Given task A: Print everything in the records from the line containing "like [(174, 226)]." down to the line containing "[(180, 145)]", including both of those lines, reproducing each line unchanged.

╭─ Passage given

News & Headlines

August 2003 Cleaner Magazine Tough Job
Happy As a Clam


A utility in the Twin Cities finds that older technology
works best to remove tons of sand and
gravel from a sanitary sewer.

Sixty-three years of debris had accumulated in the main sanitary sewer in St. Paul, Minn. Dug under a limestone stratum in 1937, the 6-foot tall by 2-foot wide semi-oval tunnel runs five miles through the city's west end.

During the winter of 2000, the St. Paul Sewer Division (SPSD) began cleaning the entire sewer by removing the two feet of accumulated sand and gravel with shovels and wheelbarrows. Crews labored 100 feet below ground in three feet of water flowing at 700 to 900 gallons per minute. "Our guys worked hard, and were getting badly beat up," says Jim Sirian, the shop's maintenance foreman. "It also didn't make sense to have a $250,000 vacuum truck sucking debris out of a wheelbarrow."


The next winter, after paying $100,000 to a contractor to clean 400 feet of line using two cranes and a bucket, the department again looked in-house. Sirian knew that new machinery would allow city personnel to do the jog, and he suggested calling Jeff Schultz of Sewer Equipment Company of America, based in Glenview, Ill. The two had met at the Minnesota Onsite Sewage Treatment Contractor's Association's annual conference in January.

The amount of water in the tunnel made jetting impractical, so Schultz recommended an old-fashioned solution--clamshell bucket machines--to conquer a 21st century problem and save the department millions of dollars.

Running Deep
St. Paul sits on a bluff overlooking the Mississippi River, and its sewers and storm tunnels run 60 to 100 feet deep, depending upon whether the manhole is set on a hill or in a dale.

"When the pull-in machine and truck loader arrived in the spring of 2002, they paid us back in the first two weeks," says Sirian. Throughout the summer, a two-man crew extracted two to four cubic yards of debris a day using an 18-inch bucket.

"That doesn't sound like much," continues Sirian, "until you realize that each pull averages 1,000 to 2,000 feet between manholes, then comes up 100 feet. This is a lot of work."

In one 1,700-foot section on the outskirts of St. Paul, at least two feet of sand and gravel with the consistency of fresh asphalt lay on the bottom. The tunnel is less than 100 feet deep here because the manholes are in a hollow.

Work's A Drag
After parking the pull-in machine over one manhole and truck loader over the next consecutive manhole, each operator (one per machine) sets the start and stop meter on his drag line. The distance between manholes determines the drag line's length, which is 1,700 feet for this section.

╰─
╭─ Available records

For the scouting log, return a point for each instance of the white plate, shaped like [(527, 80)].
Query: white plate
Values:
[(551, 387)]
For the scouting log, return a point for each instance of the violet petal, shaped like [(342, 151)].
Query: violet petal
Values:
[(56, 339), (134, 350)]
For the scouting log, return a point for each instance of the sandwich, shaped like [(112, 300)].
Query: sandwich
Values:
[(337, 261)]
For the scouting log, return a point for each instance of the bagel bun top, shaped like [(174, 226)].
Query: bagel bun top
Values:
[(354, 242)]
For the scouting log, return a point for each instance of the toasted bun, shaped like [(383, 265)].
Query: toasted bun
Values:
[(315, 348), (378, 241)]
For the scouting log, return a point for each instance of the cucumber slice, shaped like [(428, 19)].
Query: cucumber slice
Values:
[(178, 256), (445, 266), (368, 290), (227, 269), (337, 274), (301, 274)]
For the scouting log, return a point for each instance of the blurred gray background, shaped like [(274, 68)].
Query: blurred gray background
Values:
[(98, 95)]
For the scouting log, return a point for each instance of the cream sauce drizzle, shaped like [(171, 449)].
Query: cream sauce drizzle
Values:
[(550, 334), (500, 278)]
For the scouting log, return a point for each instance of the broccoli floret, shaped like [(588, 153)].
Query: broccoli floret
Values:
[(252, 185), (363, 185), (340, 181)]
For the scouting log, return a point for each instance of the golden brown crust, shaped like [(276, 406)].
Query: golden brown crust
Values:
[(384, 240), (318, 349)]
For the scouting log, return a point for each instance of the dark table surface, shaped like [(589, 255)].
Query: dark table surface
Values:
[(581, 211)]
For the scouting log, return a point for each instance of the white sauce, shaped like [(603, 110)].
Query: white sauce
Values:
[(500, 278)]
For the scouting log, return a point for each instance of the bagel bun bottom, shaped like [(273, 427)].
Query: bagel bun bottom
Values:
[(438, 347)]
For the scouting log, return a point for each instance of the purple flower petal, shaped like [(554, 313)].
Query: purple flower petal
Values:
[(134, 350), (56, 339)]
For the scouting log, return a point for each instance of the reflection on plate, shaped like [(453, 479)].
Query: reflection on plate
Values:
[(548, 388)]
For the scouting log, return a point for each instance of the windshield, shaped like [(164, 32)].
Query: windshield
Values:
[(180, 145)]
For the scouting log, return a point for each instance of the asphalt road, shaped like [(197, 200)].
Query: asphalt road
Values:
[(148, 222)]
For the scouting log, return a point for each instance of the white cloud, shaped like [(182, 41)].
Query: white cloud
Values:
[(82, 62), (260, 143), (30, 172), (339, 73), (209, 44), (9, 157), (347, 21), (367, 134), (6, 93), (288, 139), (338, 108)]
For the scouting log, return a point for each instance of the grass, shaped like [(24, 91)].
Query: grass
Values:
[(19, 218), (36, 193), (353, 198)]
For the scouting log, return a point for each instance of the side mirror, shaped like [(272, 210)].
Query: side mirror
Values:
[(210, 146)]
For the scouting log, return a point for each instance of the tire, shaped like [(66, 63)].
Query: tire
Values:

╰─

Given task B: Continue the article about cleaning sand and gravel out of St. Paul's main sanitary sewer, starting right after its final sentence.

Expected answer A:
For the scouting log, return a point for each instance of the bagel bun top, shaped like [(174, 226)].
Query: bagel bun top
Values:
[(354, 242)]
For the scouting log, return a point for each instance of the toasted bun, shaped like [(383, 265)].
Query: toasted bun
Values:
[(315, 348), (378, 241)]
For the scouting log, return a point for each instance of the cucumber slice, shaped like [(428, 19)].
Query: cucumber slice
Values:
[(178, 256), (445, 266), (368, 290), (227, 269), (337, 274), (301, 274)]
For the scouting log, return a point for each instance of the blurred gray background, shaped like [(274, 68)].
Query: blurred gray background
Values:
[(98, 95)]
For the scouting log, return a point for each instance of the cream sauce drizzle, shaped like [(171, 449)].
Query: cream sauce drizzle
Values:
[(550, 334), (500, 278)]
For the scouting log, return a point for each instance of the broccoli floret, shaped like [(588, 153)].
Query: broccoli floret
Values:
[(252, 185), (363, 185), (340, 181)]
For the scouting log, return a point for each instance of the golden brown crust, shaped like [(276, 406)].
Query: golden brown crust
Values:
[(384, 240), (318, 349)]
For the scouting log, return a point for each instance of the dark table surface, shaped like [(589, 255)].
Query: dark table surface
Values:
[(581, 211)]
For the scouting log, return a point for each instance of the white sauce, shaped like [(603, 110)].
Query: white sauce
Values:
[(500, 278)]
For the scouting log, return a point for each instance of the bagel bun bottom, shaped like [(273, 427)].
Query: bagel bun bottom
Values:
[(438, 347)]
For the scouting log, return a point for each instance of the purple flower petal, shaped like [(554, 313)].
Query: purple flower petal
Values:
[(134, 350), (56, 339)]
For the scouting log, return a point for each instance of the reflection on plate, shaped like [(453, 479)].
Query: reflection on plate
Values:
[(548, 388)]
For the scouting log, return a point for each instance of the windshield, shaped like [(164, 32)].
Query: windshield
Values:
[(180, 145)]

Expected answer B:
The clam bucket is in the middle of these two drag lines. Tension on the hoist cables when raising the bucket tells the men if they dragged far enough to fill it. By the time the bucket arrives at the surface, all the water in the debris has drained out. The bucket then travels up a ramp on the truck loader and dumps into a 3-cubic-yard garbage container. When this is full, the crew radios for one of the department's four Vactor trucks to transport the debris and dump it into a 12-foot-diameter interceptor pipe near downtown St. Paul.

A 100 mgd flow rate carries the sand and gravel two miles to the city's wastewater treatment plant, where it passes through a grit chamber and settling tanks before being mechanically raked and pumped off the bottom. It is dewatered, then hauled to a landfill.

OSHA Compliance
"It's a big process," says Sirian. "We're moving tons of sand and gravel. Right now, we're halfway through cleaning the entire sewer. It's impossible to estimate when we'll be done, because work is interrupted whenever our two-man crew is needed elsewhere for priority projects or emergencies."

Pulling a total of 15 to 20 miles a day for weeks and months is causing parts on the equipment to wear out. If the bucket jumps the rollers or a chain snaps, it usually happens in the tunnel. "We follow OSHA's confined space regulations," says Sirian. "Our guys radio for two more, then wait for them to serve as attendant and entry supervisor. Before going down, they meter the air in the manhole. They each have two air monitors with them and carry 15-minute air packs." The SPSD has had no work-related injuries on this job.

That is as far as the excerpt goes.